-- Opening Marker --

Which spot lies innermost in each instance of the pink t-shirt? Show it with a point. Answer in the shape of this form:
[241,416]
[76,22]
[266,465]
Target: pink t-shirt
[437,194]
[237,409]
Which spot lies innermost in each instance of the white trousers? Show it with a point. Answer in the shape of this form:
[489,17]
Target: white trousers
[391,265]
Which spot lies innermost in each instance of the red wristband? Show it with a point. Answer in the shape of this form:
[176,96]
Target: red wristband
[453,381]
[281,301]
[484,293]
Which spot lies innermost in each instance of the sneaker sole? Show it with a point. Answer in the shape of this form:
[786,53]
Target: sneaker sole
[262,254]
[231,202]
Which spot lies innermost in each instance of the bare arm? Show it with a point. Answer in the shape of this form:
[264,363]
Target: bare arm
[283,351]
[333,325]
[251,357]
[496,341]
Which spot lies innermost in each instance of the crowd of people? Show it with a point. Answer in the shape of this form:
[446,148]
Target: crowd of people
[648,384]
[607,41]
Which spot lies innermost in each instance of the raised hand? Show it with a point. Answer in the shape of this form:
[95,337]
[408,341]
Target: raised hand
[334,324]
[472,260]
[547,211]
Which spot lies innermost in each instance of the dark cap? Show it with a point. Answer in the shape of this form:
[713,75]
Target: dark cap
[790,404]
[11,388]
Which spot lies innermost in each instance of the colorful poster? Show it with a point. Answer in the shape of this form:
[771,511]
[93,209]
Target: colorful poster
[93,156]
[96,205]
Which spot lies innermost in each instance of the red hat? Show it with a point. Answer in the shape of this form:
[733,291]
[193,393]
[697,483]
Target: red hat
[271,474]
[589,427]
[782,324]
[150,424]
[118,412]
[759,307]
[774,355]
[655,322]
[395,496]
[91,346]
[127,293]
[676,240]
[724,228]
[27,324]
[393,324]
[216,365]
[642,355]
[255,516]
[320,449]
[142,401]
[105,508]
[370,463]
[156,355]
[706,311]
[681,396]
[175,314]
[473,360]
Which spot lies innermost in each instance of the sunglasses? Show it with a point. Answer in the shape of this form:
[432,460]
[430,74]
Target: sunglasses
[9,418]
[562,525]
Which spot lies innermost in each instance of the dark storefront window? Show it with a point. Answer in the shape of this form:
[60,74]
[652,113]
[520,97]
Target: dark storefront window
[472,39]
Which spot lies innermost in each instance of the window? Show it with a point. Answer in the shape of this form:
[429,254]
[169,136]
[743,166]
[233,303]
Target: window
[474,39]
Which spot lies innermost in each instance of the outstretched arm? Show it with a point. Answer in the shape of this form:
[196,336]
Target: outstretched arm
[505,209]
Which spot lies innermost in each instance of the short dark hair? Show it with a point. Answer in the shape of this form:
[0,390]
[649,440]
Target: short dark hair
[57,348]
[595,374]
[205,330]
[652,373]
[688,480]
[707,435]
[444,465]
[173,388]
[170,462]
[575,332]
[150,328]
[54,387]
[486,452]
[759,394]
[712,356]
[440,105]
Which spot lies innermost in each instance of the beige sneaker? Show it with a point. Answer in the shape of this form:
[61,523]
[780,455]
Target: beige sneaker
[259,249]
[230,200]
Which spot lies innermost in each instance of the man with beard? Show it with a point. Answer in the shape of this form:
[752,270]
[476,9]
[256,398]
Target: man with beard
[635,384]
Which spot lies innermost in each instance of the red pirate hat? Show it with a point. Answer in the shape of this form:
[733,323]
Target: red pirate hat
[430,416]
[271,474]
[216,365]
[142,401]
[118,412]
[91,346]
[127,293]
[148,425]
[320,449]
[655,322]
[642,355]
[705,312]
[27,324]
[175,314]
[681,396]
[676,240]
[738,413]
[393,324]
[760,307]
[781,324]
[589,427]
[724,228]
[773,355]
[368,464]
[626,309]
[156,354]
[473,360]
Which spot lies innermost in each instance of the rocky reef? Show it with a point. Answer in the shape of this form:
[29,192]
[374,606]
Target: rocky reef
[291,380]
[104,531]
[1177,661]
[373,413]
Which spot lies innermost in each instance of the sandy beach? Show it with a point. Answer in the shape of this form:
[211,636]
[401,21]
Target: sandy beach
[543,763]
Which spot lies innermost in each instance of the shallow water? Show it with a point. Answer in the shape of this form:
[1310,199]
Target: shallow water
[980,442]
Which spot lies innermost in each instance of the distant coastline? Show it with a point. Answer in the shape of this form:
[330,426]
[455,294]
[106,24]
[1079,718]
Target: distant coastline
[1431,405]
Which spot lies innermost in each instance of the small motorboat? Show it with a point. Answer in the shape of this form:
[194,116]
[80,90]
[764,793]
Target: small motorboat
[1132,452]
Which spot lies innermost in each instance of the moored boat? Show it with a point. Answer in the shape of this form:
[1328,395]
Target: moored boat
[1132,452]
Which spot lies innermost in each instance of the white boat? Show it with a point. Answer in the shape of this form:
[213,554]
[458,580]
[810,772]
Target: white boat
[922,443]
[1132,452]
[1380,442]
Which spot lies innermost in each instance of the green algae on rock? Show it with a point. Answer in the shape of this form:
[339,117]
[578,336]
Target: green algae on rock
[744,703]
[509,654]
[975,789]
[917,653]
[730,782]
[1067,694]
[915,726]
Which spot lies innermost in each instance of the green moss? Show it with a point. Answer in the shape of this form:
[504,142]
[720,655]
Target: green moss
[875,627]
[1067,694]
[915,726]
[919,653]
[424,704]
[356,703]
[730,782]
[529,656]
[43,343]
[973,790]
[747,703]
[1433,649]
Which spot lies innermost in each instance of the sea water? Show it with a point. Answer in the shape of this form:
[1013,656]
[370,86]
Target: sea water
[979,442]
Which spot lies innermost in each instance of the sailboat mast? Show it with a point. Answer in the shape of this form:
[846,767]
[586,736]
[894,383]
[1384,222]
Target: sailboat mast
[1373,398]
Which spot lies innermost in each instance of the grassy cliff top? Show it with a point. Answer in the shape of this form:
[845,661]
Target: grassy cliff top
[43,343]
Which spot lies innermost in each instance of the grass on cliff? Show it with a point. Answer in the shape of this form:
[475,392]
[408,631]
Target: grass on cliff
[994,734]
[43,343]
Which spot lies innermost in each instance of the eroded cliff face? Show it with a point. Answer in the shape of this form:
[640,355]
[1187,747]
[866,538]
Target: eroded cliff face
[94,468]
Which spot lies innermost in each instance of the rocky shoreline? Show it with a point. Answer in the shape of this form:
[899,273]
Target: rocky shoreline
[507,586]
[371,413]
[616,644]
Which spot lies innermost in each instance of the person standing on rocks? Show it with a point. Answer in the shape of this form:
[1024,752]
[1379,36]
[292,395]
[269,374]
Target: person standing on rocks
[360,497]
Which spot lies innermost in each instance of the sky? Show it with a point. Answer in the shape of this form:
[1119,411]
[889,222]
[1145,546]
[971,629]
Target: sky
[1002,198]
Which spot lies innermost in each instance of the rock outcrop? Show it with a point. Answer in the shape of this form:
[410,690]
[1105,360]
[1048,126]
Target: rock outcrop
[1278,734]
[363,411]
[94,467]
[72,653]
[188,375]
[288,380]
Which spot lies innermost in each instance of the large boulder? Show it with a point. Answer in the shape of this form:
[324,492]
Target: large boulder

-- Closing Marker --

> [Task instructions]: Look through the records and copy every line that has the word "boulder".

> [Output for this exercise]:
Which spot lies innermost in each instance of the large boulder? Show it with a point. Answer in the shape of this form:
Target: large boulder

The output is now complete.